Detection listing:
------------------------------------------------------------------------

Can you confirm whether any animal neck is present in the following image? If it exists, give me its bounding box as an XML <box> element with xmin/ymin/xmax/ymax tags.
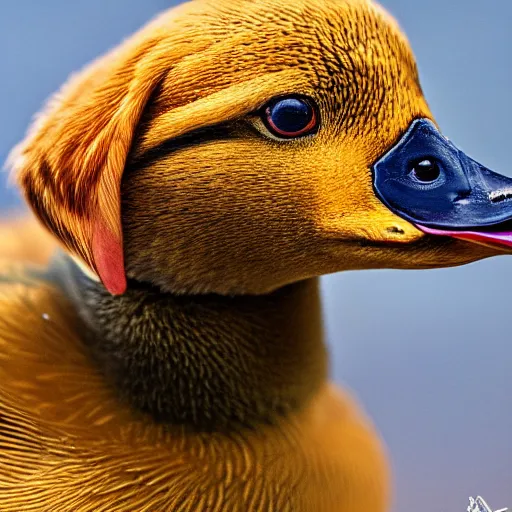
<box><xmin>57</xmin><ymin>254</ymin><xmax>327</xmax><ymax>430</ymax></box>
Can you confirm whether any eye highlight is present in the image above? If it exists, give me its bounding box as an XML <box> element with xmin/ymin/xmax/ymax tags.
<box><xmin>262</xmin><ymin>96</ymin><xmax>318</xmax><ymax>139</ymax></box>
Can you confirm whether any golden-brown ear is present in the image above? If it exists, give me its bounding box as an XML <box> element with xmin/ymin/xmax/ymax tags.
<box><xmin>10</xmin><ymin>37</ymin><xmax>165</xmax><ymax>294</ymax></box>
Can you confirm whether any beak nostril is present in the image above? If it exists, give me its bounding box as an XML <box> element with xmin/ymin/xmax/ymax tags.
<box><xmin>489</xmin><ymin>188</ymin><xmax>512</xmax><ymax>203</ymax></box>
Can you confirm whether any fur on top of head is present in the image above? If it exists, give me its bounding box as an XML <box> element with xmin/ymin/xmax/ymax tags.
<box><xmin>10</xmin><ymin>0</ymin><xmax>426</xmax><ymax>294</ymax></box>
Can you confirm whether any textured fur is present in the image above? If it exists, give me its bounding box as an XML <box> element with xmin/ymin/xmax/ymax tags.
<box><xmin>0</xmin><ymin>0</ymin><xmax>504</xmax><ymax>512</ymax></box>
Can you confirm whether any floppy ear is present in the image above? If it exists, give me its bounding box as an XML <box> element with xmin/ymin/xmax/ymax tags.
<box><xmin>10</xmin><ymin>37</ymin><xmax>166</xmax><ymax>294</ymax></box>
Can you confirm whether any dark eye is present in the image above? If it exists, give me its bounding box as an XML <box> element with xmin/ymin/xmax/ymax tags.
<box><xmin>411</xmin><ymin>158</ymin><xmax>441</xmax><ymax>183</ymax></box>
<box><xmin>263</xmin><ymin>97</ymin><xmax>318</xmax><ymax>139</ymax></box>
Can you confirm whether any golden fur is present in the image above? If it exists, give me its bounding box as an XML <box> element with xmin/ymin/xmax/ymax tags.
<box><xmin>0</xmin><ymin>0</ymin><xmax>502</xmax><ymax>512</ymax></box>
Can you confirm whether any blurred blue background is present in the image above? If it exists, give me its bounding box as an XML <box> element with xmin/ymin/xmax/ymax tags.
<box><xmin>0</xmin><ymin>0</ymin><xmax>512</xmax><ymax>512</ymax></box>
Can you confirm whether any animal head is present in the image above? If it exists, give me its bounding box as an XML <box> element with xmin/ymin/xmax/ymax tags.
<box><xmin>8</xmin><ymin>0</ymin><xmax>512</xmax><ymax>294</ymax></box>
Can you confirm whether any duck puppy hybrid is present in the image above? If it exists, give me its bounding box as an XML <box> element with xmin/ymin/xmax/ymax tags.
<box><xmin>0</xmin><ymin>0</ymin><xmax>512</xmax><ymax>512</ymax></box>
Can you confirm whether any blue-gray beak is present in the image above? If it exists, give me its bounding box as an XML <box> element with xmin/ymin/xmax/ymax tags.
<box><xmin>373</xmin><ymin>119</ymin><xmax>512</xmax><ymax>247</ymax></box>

------------------------------------------------------------------------

- Task details -
Put the part of the listing above that opens with the line containing "Can you confirm whether any blurred" and runs through the end of the listing into a Markdown table with the columns Row and Line. Give each line its own numbered row and leave out blank lines.

- Task answer -
| Row | Line |
|---|---|
| 1 | Can you confirm whether any blurred blue background is present in the image above? If it exists, give me its bounding box as an XML <box> element with xmin/ymin/xmax/ymax tags. |
| 2 | <box><xmin>0</xmin><ymin>0</ymin><xmax>512</xmax><ymax>512</ymax></box> |
| 3 | Can you confirm whether any animal head is present in the image above? If it exists, give me its bounding box as an XML <box> element with xmin/ymin/xmax/ymax tags. |
| 4 | <box><xmin>8</xmin><ymin>0</ymin><xmax>512</xmax><ymax>294</ymax></box> |
| 5 | Can you confirm whether any duck puppy hybrid is present in the image above? If it exists, give me its bounding box as an XML <box> element with xmin/ymin/xmax/ymax tags. |
| 6 | <box><xmin>0</xmin><ymin>0</ymin><xmax>512</xmax><ymax>512</ymax></box> |
| 7 | Can you confirm whether any blue-gray beak is present in the image above? If it exists, give me its bounding box as an XML <box> element with xmin/ymin/xmax/ymax tags. |
| 8 | <box><xmin>373</xmin><ymin>119</ymin><xmax>512</xmax><ymax>247</ymax></box> |